── Quoted passage ──

Kayo Someya (born 14 May 1991) is a Japanese karateka. She is the 2012 World Champion in the women's kumite 68 kg event and a five-time gold medalist in this event at the Asian Karate Championships.

Career 

She represented Japan at the 2013 World Games held in Cali, Colombia and she won the gold medal in the women's kumite 68 kg event.

At the 2017 World Games held in Wrocław, Poland, she won the bronze medal in the women's kumite 68 kg event.

At the 2018 Asian Karate Championships held in Amman, Jordan, she won the gold medal in the women's kumite 68 kg event. A month later, she won one of the bronze medals in the women's kumite 68 kg event at the Asian Games held in Jakarta, Indonesia. In her bronze medal match she defeated Chao Jou of Taiwan.

───
── Data entries ──

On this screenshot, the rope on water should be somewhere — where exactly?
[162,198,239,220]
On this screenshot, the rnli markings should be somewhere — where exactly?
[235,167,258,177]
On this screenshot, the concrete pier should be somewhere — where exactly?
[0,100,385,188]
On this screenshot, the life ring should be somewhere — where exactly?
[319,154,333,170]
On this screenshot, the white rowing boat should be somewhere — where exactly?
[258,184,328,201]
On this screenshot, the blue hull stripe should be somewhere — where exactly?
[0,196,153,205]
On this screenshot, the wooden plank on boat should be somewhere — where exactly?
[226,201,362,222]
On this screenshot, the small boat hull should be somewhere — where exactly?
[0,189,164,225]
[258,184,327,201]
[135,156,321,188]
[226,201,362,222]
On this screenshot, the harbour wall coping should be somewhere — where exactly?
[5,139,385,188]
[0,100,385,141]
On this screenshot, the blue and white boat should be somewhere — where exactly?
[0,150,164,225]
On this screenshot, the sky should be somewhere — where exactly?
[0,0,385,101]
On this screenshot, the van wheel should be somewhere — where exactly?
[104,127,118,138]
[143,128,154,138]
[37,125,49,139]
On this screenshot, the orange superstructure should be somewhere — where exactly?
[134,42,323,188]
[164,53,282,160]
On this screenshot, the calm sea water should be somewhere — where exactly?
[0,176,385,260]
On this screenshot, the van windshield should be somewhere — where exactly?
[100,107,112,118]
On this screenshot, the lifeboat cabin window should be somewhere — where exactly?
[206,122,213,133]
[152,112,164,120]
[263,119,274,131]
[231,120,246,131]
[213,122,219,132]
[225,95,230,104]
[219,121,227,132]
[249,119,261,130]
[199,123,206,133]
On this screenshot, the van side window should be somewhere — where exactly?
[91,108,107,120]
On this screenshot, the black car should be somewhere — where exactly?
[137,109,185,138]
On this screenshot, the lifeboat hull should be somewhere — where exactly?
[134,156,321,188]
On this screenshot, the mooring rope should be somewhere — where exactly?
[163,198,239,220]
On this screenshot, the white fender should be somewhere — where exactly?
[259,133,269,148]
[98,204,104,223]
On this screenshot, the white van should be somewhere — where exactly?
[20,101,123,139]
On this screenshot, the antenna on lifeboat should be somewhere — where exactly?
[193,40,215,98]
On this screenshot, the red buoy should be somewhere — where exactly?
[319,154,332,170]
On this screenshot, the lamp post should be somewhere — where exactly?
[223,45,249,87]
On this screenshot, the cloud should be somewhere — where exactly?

───

▶ Request 1
Answer these questions from the Kayo Someya biography:
(a) In what year was she World Champion in the women's kumite 68 kg event?
(b) In which city and country were the 2017 World Games held?
(c) Whom did she defeat in her bronze medal match at the Asian Games?
▶ Request 2
Rewrite the Kayo Someya biography from "Kayo Someya (born" up to and including "bronze medal in the women's kumite 68 kg event.", switching "Cali" to "Bogotá".
Rely solely on the Kayo Someya biography and draw on no other source.

▶ Exercise answer 1
(a) 2012
(b) Wrocław, Poland
(c) Chao Jou of Taiwan

▶ Exercise answer 2
Kayo Someya (born 14 May 1991) is a Japanese karateka. She is the 2012 World Champion in the women's kumite 68 kg event and a five-time gold medalist in this event at the Asian Karate Championships.

Career 

She represented Japan at the 2013 World Games held in Bogotá, Colombia and she won the gold medal in the women's kumite 68 kg event.

At the 2017 World Games held in Wrocław, Poland, she won the bronze medal in the women's kumite 68 kg event.